*Directive 1*: In the advice chat transcript, what phone number should readers call to leave a question on the podcast voicemail?
*Directive 2*: List every way the advice chat transcript invites readers to reach or follow Dear Prudence.
*Directive 3*: Continue the advice chat transcript from its last sentence.

*Document*:
'''
Mallory Ortberg, aka Dear Prudence, is online weekly to chat live with readers. An edited transcript of the chat is below. (Sign up below to get Dear Prudence delivered to your inbox each week. Read Prudie’s Slate columns here. Send questions to Prudence at email@example.com.)
Readers! Ask me your questions on the voicemail of the Dear Prudence podcast. Just leave a message at 401-371-DEAR (3327), and you may hear your question answered on a future episode of the show.
Mallory Ortberg: Good morning, world! Let’s get to adjudicating.
Q. Grandma trying to convert grandchild: Grandma is very, very religious and has taken it upon herself to attempt to convert our new 2-month-old son. Every “conversation” with the infant includes God and every present is Christian-themed, from Christian picture frames to religious children’s books. Obviously the child still doesn’t grasp any of this.
The rub is my spouse and I aren’t religious, and agreed to raise our child in our (lack) of beliefs. We aren’t bothered by exposure, which can be great for learning, but this proselytizing isn’t OK. How do we get Grandma to stop, especially when the Christmas season is bound to kick this into overdrive? I am not optimistic that she will listen if we ask politely, and I would prefer to stop it before little Einstein is old enough to understand.
'''
*Recorded data*:
'''
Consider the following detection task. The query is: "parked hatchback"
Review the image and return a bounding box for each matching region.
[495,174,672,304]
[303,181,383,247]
'''
*Exercise response 1*: 401-371-DEAR (3327)

*Exercise response 2*:
- Sign up to get Dear Prudence delivered to their inbox each week
- Read Prudie's Slate columns
- Send questions to Prudence at email@example.com
- Leave a message on the Dear Prudence podcast voicemail at 401-371-DEAR (3327)

*Exercise response 3*:
A: I’ve heard of religious family members trying to convert their relatives’ young children, but I’m almost impressed at how early your grandmother is trying to get God’s foot in the door (Almost. I am not, in fact, impressed with her behavior.). The good—and bad—news is that if your grandmother does not listen to your polite requests, you have the opportunity to establish appropriate consequences. “Grandma, I know your faith is important to you and that you love little Hanktimony here, but we’re not religious and don’t want you to proselytize to him.” If the religious gifts continue, you get to follow up with, “As we mentioned, we don’t want you to proselytize to our son; we’re going to donate this to an appropriate charity.” If she’s completely incapable of interacting with a baby without trying endlessly to espouse her religious beliefs, then you will get to limit the time she spends with her grandchild. That’s unfortunate, but it’s completely avoidable if she can behave appropriately. You’re not asking her to pretend she’s not religious, nor are you preventing her from expressing her faith, you’re simply asking her to refrain from trying to convert a 2-month-old baby with every breath.
Q. No way: My husband and I love the great outdoors and have taken our daughter to every national park in the state. She is 11. My two sisters have girls of their own. We took them all for a week this summer to a lake to see how a cousins camping trip would go.
It went great except for “Gracie.” Gracie was miserable. She could not do the simplest activities and didn’t want to do them at all. She would have panic attacks and cry if a bee got near her. My husband and I traded off doing activities with the other girls and staying in camp with Gracie.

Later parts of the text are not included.